From the line with "Would you mind pinning the tan" through the final line, transcribe the material below character for character; include no other lines.

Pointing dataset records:
◆ ◆ ◆ ◆

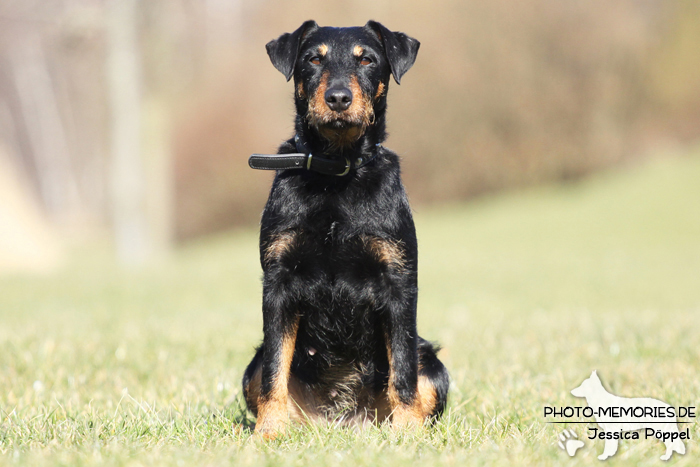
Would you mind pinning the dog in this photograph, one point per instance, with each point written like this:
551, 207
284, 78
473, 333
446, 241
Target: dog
618, 416
338, 246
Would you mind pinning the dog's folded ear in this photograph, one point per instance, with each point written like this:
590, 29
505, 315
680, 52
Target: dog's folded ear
400, 49
284, 50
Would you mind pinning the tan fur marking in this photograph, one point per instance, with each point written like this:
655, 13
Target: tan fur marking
359, 115
272, 410
380, 91
280, 245
387, 252
423, 403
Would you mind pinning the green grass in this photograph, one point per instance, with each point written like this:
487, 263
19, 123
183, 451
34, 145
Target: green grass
527, 292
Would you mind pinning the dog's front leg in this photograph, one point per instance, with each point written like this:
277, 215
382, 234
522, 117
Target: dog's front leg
280, 325
402, 352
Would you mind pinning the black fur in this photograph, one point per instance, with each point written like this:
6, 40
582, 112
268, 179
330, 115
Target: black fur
347, 301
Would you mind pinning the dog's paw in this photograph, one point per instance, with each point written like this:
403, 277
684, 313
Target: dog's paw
269, 431
403, 417
568, 442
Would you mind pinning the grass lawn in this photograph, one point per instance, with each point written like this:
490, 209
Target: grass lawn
528, 292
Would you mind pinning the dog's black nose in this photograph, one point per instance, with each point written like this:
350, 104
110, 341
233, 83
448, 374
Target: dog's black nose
338, 99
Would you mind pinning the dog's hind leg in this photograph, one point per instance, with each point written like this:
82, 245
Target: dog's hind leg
433, 380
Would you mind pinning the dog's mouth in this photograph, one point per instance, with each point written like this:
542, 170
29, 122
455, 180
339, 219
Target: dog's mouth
340, 128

◆ ◆ ◆ ◆

▶ _REPLY_
Would you mind pinning the tan fur marking in this photograph, one point per instance, with each point written like this:
655, 13
Target: tan fur marking
359, 115
272, 410
380, 91
280, 245
387, 252
423, 403
Would you mind pinning the green grass in this photograph, one point per instance, with each point written like this:
487, 263
19, 123
183, 451
34, 145
Target: green grass
527, 292
Would you mind pinning the dog's front leg in this photograph, one point per instance, with each point written like this:
277, 215
382, 234
522, 117
Target: dog's front leg
280, 325
402, 352
Would you mind pinning the black fur in this photograph, one point per instance, with each point written like this:
6, 40
582, 112
268, 179
330, 115
Target: black fur
347, 301
Would you mind pinning the dog's paw in this photograph, one point per instance, with each point written like this:
403, 277
684, 313
Target: dog's paw
269, 431
403, 417
568, 442
Would you mind pinning the grass lawn in this photograph, one point per instance, with each point written like this:
490, 209
Target: grass lawn
528, 292
Would you mind pinning the dog's black nose in this photograph, one point per instance, with each point written like this:
350, 104
110, 341
233, 83
448, 374
Target: dog's black nose
338, 99
Would you mind pinning the dog's hind leg in this photograph, one point per instance, with each point written like this:
82, 245
Target: dog's hind leg
433, 380
Would you mind pinning the dog's mouth in this photograph, one point per instance, with each point written like this:
542, 170
29, 122
455, 180
339, 219
Target: dog's mouth
340, 128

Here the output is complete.